→ **Istruzioni**
#1 Secondo l'estratto del documento, in quale mese e anno J-Link si rivolse al Presidente della Knesset?
#2 Converti in una lista JSON di stringhe, una per riga e senza righe vuote, le righe dei record comprese tra quella che contiene "target | elephant tail" e quella che contiene "x=269, y=290", estremi inclusi.

J-Link, una rete internazionale di organizzazione ebraiche progressiste, si rivolse a Lei in qualità di Presidente della Knesset nel maggio 2020 al fine di manifestare la ferma opposizione ai piani di annessione di parti della Cisgiordania. Tali piani sono stati annullati. Siamo orgogliosi di avere concorso per parte nostra a tale esito. Analogamente, siamo ora sorpresi dal fatto che importanti organizzazioni della società civile palestinese siano dichiarate terroristiche, in assenza di un processo aperto ed equo. Ci affianchiamo alla protesta manifestata da molte Ong israeliane che condannano un tale atto in quanto ‘misura draconiana che criminalizza un importante lavoro nel campo dei diritti umani’. Una decisione del genere non distingue fra coloro che usano violenza contro lo stato e il popolo di Israele da un lato e quelle organizzazioni dall’altro che difendono i diritti umani nei territori palestinesi occupati. Membri dello stesso governo israeliano hanno espresso sconcerto, apprensione e dubbi circa la legittimità e razionalità di una tale misura.

→ **Record dell'esercizio**
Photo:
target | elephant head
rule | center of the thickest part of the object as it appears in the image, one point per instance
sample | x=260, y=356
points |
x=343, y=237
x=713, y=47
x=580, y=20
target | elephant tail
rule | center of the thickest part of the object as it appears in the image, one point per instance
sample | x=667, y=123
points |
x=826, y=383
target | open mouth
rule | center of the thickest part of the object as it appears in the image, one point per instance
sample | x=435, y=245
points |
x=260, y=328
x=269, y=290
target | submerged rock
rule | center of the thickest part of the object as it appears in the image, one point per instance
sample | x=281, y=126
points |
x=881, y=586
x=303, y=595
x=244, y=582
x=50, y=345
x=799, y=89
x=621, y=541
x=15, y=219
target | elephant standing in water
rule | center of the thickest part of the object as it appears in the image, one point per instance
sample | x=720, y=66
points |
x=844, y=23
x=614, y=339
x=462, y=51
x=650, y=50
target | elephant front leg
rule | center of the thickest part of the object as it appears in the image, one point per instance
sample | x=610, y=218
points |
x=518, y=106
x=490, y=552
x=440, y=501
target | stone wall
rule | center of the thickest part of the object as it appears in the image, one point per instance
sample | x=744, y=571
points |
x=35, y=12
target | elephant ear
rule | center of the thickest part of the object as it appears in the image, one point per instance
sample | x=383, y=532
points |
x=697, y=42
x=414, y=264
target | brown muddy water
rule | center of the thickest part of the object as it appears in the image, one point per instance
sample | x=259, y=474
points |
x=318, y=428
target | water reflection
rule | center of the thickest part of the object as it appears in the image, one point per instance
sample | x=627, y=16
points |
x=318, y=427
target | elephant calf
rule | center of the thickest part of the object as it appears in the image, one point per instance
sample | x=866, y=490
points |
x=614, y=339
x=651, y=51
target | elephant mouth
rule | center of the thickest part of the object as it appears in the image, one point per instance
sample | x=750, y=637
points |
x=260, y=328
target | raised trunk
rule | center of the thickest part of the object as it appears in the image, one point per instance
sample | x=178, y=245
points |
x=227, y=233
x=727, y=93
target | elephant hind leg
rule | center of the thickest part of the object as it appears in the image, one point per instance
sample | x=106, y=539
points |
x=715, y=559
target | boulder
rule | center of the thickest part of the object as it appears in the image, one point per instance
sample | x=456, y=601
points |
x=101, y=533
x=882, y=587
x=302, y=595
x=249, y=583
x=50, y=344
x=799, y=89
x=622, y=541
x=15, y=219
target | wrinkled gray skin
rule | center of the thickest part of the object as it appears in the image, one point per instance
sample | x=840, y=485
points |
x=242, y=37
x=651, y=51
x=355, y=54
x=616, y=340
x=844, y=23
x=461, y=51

→ **Risposte fornite**
#1 Nel maggio 2020.

#2
[
  "target | elephant tail",
  "rule | center of the thickest part of the object as it appears in the image, one point per instance",
  "sample | x=667, y=123",
  "points |",
  "x=826, y=383",
  "target | open mouth",
  "rule | center of the thickest part of the object as it appears in the image, one point per instance",
  "sample | x=435, y=245",
  "points |",
  "x=260, y=328",
  "x=269, y=290"
]